* WRITTEN REQUEST:
Copy each of the entries below word for word, reproducing every line as it appears.

(Boundary labeling entries)
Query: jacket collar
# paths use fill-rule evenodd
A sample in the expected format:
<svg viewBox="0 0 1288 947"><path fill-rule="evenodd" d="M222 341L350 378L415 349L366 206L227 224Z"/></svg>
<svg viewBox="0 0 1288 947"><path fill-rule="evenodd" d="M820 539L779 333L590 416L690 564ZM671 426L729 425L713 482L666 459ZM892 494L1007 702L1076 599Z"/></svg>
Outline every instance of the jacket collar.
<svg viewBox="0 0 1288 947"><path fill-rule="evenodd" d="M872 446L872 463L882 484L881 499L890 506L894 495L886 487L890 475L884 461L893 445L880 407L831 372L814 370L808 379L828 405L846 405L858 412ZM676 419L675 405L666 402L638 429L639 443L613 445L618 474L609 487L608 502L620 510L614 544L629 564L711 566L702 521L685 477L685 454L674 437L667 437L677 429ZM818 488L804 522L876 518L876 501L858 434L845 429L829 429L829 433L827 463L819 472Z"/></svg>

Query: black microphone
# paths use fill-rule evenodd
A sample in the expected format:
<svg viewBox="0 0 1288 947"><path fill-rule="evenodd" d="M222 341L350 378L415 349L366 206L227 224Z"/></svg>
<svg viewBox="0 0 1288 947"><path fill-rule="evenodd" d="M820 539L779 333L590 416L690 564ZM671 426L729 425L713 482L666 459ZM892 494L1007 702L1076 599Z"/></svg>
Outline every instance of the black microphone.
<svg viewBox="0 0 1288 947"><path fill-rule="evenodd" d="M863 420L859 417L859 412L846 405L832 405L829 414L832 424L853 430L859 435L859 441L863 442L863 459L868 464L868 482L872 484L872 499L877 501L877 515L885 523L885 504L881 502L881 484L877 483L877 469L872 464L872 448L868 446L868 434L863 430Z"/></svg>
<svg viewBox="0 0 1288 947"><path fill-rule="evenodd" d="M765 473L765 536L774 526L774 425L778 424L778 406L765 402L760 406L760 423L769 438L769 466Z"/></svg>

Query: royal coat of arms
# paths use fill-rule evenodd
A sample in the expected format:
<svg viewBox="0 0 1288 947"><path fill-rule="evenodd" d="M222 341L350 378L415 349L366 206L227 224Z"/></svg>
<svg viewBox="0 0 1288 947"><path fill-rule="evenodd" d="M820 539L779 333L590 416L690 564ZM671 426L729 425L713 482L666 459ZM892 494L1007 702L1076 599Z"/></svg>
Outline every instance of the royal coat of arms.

* RESULT:
Query: jacket collar
# paths use fill-rule evenodd
A sample in the expected format:
<svg viewBox="0 0 1288 947"><path fill-rule="evenodd" d="M222 341L350 378L415 349L366 206L227 224Z"/></svg>
<svg viewBox="0 0 1288 947"><path fill-rule="evenodd" d="M820 539L779 333L590 416L690 564ZM671 426L729 425L713 482L666 459ZM892 494L1007 702L1076 599Z"/></svg>
Outline every instance of the jacket collar.
<svg viewBox="0 0 1288 947"><path fill-rule="evenodd" d="M872 446L872 463L882 484L881 499L890 506L894 495L886 487L890 475L884 461L893 445L880 407L831 372L814 370L808 379L828 405L846 405L858 412ZM676 419L675 405L666 402L638 429L639 443L613 445L618 474L609 487L608 502L620 510L614 544L629 564L711 566L702 521L685 477L685 454L674 437L667 437L677 429ZM818 488L804 522L876 518L876 501L858 434L845 429L829 429L829 433L827 463L819 472Z"/></svg>

Query: black microphone
# paths use fill-rule evenodd
A sample in the expected format:
<svg viewBox="0 0 1288 947"><path fill-rule="evenodd" d="M222 341L350 378L415 349L366 206L227 224Z"/></svg>
<svg viewBox="0 0 1288 947"><path fill-rule="evenodd" d="M820 539L779 333L590 416L690 564ZM671 426L729 425L713 482L666 459ZM892 494L1007 702L1076 599Z"/></svg>
Outline every instance of the black microphone.
<svg viewBox="0 0 1288 947"><path fill-rule="evenodd" d="M863 420L859 417L859 412L846 405L832 405L829 414L832 424L853 430L859 435L859 441L863 442L863 459L868 464L868 482L872 484L872 499L877 501L877 515L885 523L885 504L881 502L881 484L877 483L877 469L872 464L872 448L868 446L868 434L863 430Z"/></svg>
<svg viewBox="0 0 1288 947"><path fill-rule="evenodd" d="M765 473L765 536L774 526L774 425L778 424L778 406L765 402L760 406L760 423L769 438L769 466Z"/></svg>

Query: royal coat of arms
# paths use fill-rule evenodd
A sample in the expected format:
<svg viewBox="0 0 1288 947"><path fill-rule="evenodd" d="M222 341L350 378L415 349L366 206L227 224Z"/></svg>
<svg viewBox="0 0 1288 947"><path fill-rule="evenodd" d="M820 539L779 333L590 416L690 564ZM671 426L729 425L713 482L666 459ZM892 494L1007 702L1076 599Z"/></svg>
Outline every instance of the royal coat of arms.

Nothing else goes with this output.